Reproduce everything from the start of the records down to the line that contains "(120, 35), (308, 78)", including that line, and leave the pictures out of your answer.

Extracted data entries:

— begin —

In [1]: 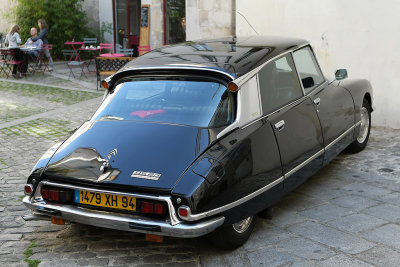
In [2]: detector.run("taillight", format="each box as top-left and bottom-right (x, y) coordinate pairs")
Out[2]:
(24, 184), (33, 196)
(40, 187), (72, 202)
(178, 206), (189, 218)
(140, 201), (166, 215)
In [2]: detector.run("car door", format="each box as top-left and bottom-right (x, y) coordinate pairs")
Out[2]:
(293, 46), (354, 163)
(258, 53), (324, 190)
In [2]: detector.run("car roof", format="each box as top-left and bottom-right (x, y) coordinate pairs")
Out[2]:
(120, 35), (308, 78)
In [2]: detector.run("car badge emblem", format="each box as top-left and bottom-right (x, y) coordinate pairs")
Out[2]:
(131, 171), (161, 181)
(107, 148), (118, 159)
(100, 161), (110, 173)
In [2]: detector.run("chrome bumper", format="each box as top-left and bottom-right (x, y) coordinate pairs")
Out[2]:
(23, 196), (225, 238)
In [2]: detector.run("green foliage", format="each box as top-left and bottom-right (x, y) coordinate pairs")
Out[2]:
(9, 0), (94, 58)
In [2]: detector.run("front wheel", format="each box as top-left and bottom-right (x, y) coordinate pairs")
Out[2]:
(208, 216), (255, 249)
(347, 99), (371, 153)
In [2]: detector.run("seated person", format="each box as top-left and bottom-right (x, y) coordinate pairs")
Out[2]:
(22, 27), (43, 73)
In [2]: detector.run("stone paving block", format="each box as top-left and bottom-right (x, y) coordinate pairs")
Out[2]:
(247, 247), (298, 267)
(288, 221), (375, 254)
(317, 254), (373, 267)
(163, 261), (200, 267)
(295, 182), (346, 200)
(276, 237), (336, 260)
(110, 256), (141, 266)
(343, 183), (393, 199)
(200, 249), (248, 267)
(379, 193), (400, 206)
(243, 220), (293, 250)
(269, 207), (307, 227)
(0, 234), (22, 241)
(362, 224), (400, 249)
(277, 192), (322, 212)
(327, 213), (387, 233)
(39, 257), (77, 267)
(357, 246), (400, 267)
(330, 195), (381, 211)
(299, 203), (352, 222)
(362, 204), (400, 222)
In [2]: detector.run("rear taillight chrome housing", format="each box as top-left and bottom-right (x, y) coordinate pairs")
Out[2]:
(40, 187), (72, 202)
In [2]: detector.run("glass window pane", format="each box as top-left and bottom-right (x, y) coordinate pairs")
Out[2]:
(258, 54), (303, 114)
(293, 46), (325, 92)
(166, 0), (186, 44)
(94, 78), (234, 127)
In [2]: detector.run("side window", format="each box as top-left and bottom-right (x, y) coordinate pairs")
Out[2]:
(293, 46), (325, 93)
(258, 54), (303, 114)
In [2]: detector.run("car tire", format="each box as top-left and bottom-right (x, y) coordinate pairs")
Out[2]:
(208, 216), (256, 250)
(346, 98), (371, 153)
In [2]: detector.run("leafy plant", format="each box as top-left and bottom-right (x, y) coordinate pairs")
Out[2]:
(7, 0), (94, 58)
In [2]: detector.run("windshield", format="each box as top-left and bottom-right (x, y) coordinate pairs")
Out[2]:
(93, 78), (233, 127)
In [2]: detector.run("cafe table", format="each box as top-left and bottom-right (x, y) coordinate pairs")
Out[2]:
(100, 53), (125, 57)
(64, 41), (85, 61)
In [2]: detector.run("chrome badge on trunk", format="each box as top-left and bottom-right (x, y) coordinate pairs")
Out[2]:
(131, 171), (161, 181)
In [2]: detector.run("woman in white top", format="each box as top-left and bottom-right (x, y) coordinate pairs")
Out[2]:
(6, 24), (21, 48)
(6, 24), (24, 77)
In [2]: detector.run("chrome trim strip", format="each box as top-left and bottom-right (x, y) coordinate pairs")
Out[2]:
(285, 149), (325, 179)
(284, 121), (361, 179)
(325, 121), (361, 149)
(180, 176), (284, 221)
(116, 65), (235, 80)
(33, 181), (180, 225)
(22, 196), (225, 238)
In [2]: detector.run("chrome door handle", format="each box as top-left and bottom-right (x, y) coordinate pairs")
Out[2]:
(274, 120), (285, 131)
(314, 97), (321, 106)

— end —

* **Task solution**
In [1]: 
In [2]: detector.run("taillight", format="each box as top-left and bottom-right (x, y) coordinate pairs")
Out[2]:
(24, 184), (33, 196)
(40, 187), (72, 202)
(178, 206), (189, 218)
(140, 201), (166, 215)
In [2]: detector.run("car door", format="each box as top-left and bottom-right (x, y) coordinate pairs")
Out[2]:
(293, 46), (354, 163)
(258, 53), (324, 190)
In [2]: detector.run("car roof", format="each box as top-left and bottom-right (x, y) coordinate pairs")
Out[2]:
(120, 35), (308, 78)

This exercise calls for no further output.